_GIVEN PROBLEM:_ Determine how many lines in the records below contain the word "tower", and reply with that number alone.

_DATA SHOWN:_
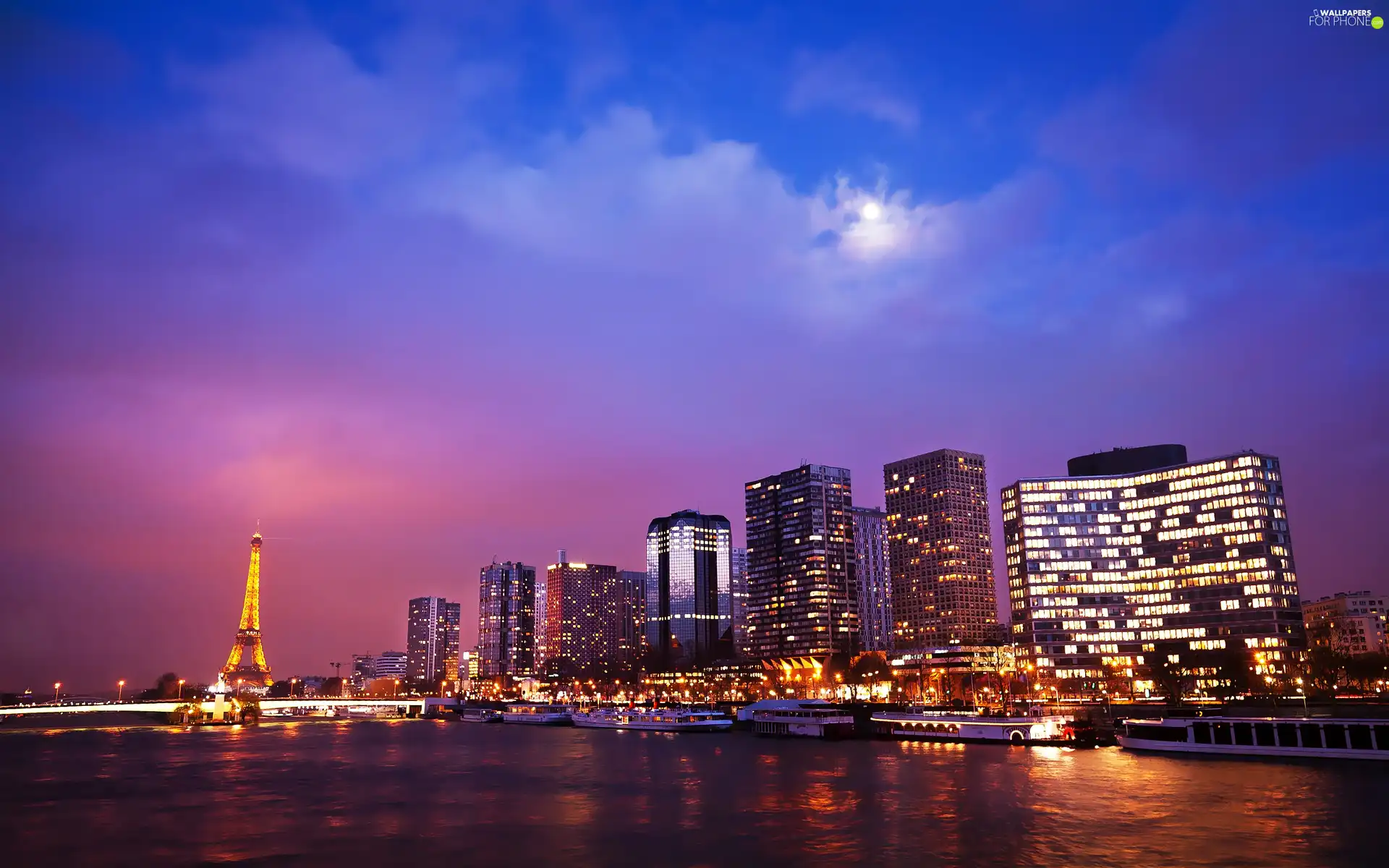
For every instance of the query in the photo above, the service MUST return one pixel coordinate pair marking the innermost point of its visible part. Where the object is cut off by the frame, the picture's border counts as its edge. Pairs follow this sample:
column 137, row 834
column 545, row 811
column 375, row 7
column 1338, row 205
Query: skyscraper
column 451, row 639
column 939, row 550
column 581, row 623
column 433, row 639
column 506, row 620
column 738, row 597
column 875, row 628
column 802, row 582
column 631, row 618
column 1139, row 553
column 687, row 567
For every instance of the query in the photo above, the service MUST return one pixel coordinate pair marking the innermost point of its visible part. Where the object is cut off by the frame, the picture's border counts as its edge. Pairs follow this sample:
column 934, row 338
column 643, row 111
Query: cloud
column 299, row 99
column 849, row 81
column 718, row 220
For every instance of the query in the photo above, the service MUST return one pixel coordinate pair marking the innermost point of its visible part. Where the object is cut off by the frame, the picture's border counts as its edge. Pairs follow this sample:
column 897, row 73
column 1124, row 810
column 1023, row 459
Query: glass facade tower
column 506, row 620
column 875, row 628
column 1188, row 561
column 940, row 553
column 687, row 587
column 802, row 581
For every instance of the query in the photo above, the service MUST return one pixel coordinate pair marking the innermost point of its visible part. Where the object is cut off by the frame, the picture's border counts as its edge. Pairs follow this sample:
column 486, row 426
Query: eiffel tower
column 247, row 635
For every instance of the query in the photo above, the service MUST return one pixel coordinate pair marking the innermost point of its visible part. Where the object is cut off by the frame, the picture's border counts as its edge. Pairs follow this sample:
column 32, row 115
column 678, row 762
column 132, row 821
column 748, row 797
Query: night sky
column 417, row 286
...
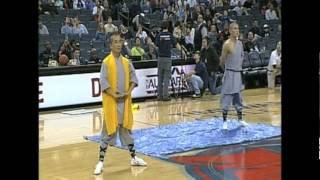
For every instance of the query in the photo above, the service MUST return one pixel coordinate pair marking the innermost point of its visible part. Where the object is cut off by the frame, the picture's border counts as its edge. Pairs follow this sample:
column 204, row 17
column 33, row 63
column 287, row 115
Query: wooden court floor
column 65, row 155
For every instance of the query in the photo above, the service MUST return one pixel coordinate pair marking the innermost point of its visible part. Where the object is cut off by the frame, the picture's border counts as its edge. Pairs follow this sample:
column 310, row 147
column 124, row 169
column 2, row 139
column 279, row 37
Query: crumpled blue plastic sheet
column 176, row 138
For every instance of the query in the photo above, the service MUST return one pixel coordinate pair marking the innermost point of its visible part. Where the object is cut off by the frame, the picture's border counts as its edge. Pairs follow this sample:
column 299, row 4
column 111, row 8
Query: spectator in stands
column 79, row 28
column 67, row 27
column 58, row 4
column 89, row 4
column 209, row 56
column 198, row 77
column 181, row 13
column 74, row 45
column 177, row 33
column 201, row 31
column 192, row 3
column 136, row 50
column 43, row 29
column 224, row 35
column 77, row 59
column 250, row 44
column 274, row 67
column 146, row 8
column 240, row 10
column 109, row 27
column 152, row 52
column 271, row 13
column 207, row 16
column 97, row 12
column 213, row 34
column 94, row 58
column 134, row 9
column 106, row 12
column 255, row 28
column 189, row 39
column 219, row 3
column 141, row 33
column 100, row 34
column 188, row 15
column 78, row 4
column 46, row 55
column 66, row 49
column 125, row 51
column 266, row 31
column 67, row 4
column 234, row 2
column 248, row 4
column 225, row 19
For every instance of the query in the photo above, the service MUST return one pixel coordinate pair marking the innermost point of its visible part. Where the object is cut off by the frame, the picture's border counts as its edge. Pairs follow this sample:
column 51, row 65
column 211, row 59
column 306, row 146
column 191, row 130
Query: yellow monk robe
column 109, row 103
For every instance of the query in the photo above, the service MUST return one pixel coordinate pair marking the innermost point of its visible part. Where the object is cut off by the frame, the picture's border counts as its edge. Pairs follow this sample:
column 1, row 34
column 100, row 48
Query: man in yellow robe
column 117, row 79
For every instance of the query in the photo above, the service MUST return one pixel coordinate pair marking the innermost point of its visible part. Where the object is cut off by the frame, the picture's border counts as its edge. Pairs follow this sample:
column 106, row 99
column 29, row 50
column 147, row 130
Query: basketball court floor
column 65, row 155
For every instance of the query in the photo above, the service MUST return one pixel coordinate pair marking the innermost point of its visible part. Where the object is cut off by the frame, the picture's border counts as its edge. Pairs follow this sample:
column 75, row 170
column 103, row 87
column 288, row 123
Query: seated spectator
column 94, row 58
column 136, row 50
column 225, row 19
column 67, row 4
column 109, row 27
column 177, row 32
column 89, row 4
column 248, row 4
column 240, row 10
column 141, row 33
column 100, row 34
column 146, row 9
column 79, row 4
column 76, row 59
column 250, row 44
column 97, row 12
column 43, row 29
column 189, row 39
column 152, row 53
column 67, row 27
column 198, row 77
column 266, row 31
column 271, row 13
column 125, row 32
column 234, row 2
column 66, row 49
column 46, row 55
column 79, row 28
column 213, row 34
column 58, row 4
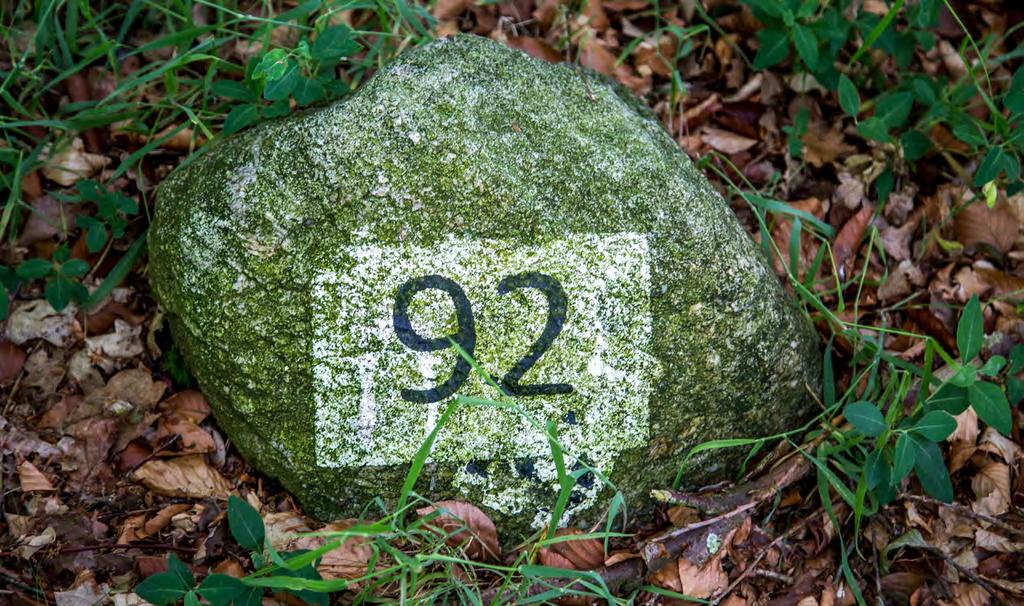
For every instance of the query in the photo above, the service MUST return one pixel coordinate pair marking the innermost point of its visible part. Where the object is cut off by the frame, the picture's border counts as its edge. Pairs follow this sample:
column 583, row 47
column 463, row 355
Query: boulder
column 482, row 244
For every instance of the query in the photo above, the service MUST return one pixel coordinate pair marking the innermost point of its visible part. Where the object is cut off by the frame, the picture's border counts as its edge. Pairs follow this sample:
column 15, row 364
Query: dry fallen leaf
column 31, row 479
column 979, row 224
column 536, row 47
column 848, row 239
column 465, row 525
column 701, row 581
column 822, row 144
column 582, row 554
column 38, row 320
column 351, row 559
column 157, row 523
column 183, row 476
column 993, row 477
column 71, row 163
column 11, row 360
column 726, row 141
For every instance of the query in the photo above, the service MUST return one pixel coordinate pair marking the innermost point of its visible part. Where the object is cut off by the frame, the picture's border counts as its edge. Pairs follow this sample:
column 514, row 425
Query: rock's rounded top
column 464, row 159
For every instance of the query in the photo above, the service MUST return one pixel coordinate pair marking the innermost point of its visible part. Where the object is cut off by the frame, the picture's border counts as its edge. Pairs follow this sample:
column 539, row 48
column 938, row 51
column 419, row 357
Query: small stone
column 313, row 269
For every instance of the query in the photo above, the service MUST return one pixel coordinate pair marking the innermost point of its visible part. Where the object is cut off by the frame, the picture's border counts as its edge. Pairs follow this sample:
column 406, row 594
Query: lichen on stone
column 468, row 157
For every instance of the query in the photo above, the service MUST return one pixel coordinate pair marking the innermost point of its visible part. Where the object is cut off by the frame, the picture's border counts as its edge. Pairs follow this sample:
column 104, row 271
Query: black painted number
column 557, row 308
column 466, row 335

_SOLVED PROBLEM:_ 2